The problem ▸ The string "pole" may appear in lines of the listing. Report each line where it does.

Data extract ▸
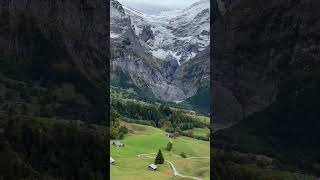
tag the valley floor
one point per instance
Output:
(143, 142)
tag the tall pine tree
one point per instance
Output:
(159, 159)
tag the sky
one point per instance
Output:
(170, 4)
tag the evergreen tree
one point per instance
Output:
(169, 146)
(159, 159)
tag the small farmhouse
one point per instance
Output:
(170, 135)
(152, 167)
(117, 143)
(112, 161)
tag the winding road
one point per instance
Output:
(175, 172)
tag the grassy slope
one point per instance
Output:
(145, 139)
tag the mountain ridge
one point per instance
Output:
(148, 52)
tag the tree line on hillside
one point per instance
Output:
(34, 149)
(161, 116)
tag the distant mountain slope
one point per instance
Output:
(153, 52)
(266, 78)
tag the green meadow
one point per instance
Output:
(147, 140)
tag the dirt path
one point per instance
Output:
(175, 172)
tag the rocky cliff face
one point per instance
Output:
(258, 47)
(154, 54)
(57, 42)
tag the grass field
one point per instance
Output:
(144, 140)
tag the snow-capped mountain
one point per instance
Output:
(153, 52)
(178, 34)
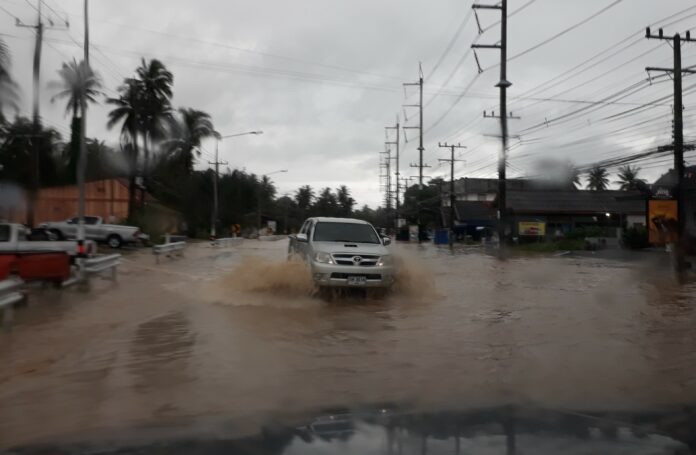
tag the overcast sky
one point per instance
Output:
(322, 78)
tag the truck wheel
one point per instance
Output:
(114, 241)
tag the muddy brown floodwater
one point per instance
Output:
(236, 333)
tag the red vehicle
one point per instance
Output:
(33, 260)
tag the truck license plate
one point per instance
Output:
(356, 280)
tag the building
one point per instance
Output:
(105, 198)
(664, 189)
(554, 212)
(540, 208)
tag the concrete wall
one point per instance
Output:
(105, 198)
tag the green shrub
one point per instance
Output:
(636, 238)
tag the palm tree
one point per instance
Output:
(128, 111)
(597, 179)
(74, 79)
(9, 91)
(304, 198)
(190, 128)
(571, 176)
(156, 92)
(344, 200)
(628, 178)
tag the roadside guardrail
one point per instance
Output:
(10, 294)
(227, 241)
(168, 249)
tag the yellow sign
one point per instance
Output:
(662, 221)
(532, 228)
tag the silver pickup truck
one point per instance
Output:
(114, 235)
(344, 252)
(16, 239)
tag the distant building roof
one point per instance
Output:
(468, 185)
(669, 178)
(577, 202)
(468, 211)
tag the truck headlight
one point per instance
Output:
(385, 260)
(324, 258)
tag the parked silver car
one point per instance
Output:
(114, 235)
(344, 252)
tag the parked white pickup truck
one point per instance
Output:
(114, 235)
(16, 239)
(344, 252)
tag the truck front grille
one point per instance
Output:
(368, 276)
(364, 260)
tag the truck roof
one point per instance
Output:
(326, 219)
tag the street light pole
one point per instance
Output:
(217, 163)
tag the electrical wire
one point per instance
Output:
(565, 31)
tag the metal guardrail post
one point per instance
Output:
(10, 294)
(175, 248)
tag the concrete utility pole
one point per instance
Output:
(453, 197)
(503, 85)
(36, 181)
(217, 163)
(385, 167)
(396, 172)
(82, 159)
(677, 71)
(214, 217)
(420, 164)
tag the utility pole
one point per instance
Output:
(35, 180)
(453, 197)
(420, 164)
(677, 71)
(396, 173)
(82, 158)
(39, 27)
(216, 163)
(503, 85)
(385, 169)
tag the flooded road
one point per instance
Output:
(236, 333)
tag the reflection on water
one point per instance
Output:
(246, 337)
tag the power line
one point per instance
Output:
(566, 30)
(452, 42)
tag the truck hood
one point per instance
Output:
(359, 248)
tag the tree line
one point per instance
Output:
(158, 147)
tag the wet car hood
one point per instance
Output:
(384, 430)
(355, 248)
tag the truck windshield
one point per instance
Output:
(345, 232)
(4, 233)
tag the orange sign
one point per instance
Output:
(662, 221)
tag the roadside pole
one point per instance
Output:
(677, 71)
(82, 159)
(453, 197)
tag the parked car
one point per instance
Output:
(26, 253)
(16, 238)
(344, 252)
(114, 235)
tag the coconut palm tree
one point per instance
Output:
(190, 127)
(597, 179)
(74, 79)
(156, 92)
(628, 178)
(9, 91)
(128, 111)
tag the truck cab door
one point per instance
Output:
(302, 247)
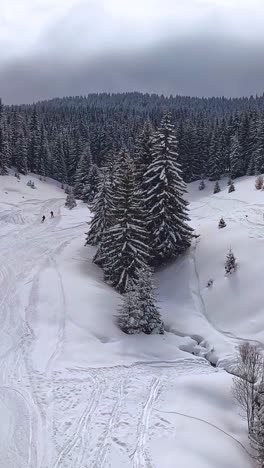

Solution to this problem ▸
tag the street light pole
tag the concrete utility pole
tag the utility pole
tag the roadside pole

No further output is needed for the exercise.